§ **Problem description**: Among the entries below, find all lines that include "segmentation" and copy them.

§ **Items listed in a dataset**:
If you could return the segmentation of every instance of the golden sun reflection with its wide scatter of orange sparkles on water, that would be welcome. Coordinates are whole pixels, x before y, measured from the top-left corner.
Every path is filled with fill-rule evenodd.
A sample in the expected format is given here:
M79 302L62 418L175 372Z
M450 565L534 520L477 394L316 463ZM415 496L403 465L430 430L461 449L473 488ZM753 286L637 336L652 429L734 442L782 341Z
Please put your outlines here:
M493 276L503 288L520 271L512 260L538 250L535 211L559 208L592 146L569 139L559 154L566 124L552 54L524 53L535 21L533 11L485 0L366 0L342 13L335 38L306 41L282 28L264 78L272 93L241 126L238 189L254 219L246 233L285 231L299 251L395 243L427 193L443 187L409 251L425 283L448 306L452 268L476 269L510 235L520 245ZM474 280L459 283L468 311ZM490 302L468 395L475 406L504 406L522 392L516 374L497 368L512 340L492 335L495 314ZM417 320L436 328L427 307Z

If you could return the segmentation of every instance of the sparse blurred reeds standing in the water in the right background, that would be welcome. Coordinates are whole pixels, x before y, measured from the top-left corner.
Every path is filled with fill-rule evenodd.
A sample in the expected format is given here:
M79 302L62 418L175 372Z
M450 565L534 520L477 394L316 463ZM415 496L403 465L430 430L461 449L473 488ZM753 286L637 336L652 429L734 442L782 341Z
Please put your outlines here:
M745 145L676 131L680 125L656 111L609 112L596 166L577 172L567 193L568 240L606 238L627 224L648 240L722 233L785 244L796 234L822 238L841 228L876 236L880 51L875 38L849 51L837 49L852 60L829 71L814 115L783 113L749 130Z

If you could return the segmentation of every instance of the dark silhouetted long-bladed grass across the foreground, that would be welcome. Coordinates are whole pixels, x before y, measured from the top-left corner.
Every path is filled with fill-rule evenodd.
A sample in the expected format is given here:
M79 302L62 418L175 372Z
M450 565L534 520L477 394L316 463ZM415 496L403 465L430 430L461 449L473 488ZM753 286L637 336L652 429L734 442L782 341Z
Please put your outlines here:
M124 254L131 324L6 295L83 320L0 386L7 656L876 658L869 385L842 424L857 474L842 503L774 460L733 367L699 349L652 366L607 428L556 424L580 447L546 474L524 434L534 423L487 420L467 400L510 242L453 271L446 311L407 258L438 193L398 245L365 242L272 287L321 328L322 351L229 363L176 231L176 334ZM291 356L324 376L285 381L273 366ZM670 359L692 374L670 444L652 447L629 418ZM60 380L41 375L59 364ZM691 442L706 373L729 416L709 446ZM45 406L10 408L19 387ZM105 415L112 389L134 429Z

§ **Written answer**:
If you could return the segmentation of every instance of the golden sun reflection with its wide scatter of orange sparkles on water, that would be welcome. Coordinates are whole pixels, x before y, measured from the top-left corner.
If you could return the segmentation of every instance of the sparse blurred reeds standing in the water in the right background, that would be welcome. Coordinates are whole pixels, x before y, measured from the top-left corner.
If you could return the segmentation of every instance of the dark silhouetted long-bladed grass across the foreground, that would be welcome. Coordinates are whole pixels, x before y, measured from the top-left corner.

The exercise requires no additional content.